- [Work to do]:
Rewrite the lines below as a numbered list, starting at the line with "the white coffee cup" and going up to and including the line with "<point>123,52</point>". Skip any blank lines and leave out everything else.

------------

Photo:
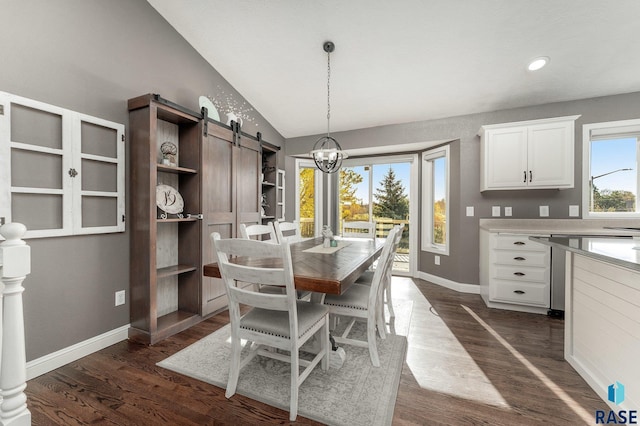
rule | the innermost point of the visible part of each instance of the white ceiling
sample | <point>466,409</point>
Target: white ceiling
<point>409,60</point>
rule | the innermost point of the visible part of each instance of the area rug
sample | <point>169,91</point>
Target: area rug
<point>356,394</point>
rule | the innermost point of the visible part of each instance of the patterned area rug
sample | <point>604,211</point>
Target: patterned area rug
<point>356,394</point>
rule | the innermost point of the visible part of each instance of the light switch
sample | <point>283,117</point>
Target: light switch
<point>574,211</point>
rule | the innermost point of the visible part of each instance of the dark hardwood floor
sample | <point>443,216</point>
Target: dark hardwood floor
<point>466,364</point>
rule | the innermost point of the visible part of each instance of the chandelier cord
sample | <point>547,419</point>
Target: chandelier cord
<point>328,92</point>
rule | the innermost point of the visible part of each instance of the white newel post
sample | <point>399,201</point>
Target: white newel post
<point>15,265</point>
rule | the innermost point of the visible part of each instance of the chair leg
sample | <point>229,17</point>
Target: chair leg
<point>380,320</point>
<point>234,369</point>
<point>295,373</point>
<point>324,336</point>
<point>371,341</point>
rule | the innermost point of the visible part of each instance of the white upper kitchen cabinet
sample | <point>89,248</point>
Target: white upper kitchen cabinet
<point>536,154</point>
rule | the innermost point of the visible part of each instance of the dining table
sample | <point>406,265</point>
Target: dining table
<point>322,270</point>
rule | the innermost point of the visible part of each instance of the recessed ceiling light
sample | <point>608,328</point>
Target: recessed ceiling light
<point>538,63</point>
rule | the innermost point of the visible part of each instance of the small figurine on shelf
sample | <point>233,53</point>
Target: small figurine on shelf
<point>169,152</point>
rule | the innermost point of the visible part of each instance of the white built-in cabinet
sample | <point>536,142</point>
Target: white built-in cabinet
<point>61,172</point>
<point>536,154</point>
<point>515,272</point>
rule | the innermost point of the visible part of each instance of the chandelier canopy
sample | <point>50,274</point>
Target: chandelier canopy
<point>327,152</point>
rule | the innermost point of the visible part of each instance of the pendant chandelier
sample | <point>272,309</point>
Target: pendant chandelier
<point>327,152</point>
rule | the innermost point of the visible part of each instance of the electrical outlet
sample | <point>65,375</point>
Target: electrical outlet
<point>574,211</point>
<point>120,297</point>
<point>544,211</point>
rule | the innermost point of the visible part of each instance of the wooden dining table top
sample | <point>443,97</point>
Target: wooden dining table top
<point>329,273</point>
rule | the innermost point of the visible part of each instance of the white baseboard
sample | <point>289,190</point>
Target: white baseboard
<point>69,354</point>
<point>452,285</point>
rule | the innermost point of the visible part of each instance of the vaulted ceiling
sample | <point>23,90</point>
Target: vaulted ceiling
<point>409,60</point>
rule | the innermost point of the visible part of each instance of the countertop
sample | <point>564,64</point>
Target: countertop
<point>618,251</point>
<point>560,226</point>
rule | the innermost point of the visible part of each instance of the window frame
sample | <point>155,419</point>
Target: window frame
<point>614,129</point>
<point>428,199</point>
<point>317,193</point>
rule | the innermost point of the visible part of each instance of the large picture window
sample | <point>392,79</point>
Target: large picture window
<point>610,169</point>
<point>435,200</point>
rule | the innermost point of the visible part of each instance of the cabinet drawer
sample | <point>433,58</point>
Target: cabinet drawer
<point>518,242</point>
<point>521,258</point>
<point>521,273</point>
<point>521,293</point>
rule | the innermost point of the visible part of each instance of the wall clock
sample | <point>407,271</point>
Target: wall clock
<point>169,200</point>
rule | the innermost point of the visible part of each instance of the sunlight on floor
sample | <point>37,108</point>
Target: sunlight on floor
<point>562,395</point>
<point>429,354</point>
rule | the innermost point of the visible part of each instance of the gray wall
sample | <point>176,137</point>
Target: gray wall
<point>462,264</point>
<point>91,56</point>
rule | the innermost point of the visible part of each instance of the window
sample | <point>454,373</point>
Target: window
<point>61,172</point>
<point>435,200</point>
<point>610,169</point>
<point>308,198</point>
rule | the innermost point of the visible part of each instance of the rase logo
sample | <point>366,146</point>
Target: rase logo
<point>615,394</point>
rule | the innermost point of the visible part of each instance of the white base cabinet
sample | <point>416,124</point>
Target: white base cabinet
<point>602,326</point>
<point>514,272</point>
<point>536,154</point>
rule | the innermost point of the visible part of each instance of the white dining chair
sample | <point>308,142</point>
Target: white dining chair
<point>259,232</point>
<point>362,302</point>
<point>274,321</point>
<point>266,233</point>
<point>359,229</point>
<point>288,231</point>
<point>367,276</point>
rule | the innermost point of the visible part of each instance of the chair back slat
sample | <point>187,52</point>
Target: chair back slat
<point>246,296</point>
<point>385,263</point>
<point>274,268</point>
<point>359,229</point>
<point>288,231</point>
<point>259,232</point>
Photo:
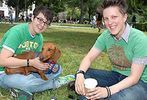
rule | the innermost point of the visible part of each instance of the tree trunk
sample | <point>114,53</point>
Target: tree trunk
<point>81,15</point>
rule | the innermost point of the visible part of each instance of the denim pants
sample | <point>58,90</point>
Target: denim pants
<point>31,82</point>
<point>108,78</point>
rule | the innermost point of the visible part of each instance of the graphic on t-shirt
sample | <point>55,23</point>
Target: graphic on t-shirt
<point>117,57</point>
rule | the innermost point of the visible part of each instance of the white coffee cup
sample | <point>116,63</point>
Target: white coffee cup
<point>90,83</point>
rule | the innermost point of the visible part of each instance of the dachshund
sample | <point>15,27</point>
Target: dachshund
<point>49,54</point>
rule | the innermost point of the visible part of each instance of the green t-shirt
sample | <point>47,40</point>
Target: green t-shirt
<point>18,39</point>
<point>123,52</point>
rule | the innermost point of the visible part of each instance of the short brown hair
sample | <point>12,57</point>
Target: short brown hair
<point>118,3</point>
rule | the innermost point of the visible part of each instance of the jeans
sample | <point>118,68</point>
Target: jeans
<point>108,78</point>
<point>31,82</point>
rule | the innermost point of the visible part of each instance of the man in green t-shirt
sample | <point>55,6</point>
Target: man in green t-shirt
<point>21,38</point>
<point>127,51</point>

------------

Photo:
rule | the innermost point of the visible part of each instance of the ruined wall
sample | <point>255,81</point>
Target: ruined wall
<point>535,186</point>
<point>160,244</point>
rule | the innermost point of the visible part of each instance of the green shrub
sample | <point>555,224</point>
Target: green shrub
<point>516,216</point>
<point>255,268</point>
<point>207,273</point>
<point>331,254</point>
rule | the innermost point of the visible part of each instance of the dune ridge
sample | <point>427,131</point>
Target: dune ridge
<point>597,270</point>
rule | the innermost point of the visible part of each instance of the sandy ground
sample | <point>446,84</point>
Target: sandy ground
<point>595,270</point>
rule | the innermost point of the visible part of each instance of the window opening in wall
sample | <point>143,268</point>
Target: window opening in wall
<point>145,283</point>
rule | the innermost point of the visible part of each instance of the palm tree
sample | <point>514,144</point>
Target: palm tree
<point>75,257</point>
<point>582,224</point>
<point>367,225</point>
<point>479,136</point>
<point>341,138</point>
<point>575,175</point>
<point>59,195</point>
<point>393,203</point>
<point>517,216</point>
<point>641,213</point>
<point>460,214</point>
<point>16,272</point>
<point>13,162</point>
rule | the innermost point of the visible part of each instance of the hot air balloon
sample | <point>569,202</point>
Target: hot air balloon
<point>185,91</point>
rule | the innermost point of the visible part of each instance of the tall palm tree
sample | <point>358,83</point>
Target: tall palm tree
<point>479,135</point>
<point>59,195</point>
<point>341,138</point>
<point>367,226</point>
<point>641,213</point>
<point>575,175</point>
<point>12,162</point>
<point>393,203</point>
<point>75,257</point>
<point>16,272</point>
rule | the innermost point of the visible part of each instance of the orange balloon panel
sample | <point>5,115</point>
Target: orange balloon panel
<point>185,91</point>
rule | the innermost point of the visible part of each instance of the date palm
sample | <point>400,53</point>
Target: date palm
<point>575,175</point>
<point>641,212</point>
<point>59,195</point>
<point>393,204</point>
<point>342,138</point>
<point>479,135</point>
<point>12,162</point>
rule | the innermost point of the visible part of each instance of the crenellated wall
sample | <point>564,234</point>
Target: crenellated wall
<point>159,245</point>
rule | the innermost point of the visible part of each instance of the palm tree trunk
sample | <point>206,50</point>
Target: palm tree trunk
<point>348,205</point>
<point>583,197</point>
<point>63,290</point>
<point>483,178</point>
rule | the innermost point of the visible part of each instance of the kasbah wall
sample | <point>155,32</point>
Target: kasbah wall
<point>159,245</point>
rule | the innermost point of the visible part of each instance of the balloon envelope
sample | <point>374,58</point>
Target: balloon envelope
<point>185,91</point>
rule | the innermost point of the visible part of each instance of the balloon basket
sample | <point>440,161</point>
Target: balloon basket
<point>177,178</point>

------------

- [Solved exercise]:
1. rule | the innermost point of the visible part of each instance of the white coffee cup
2. sample | <point>116,63</point>
3. Target: white coffee cup
4. <point>90,83</point>
5. rule | the innermost point of the visible part of each instance of the dachshund
6. sample | <point>15,27</point>
7. Target: dachshund
8. <point>49,54</point>
9. rule | the innermost point of the visible part of each instance of the green t-shirt
10. sample | <point>47,40</point>
11. Target: green t-shirt
12. <point>18,39</point>
13. <point>123,52</point>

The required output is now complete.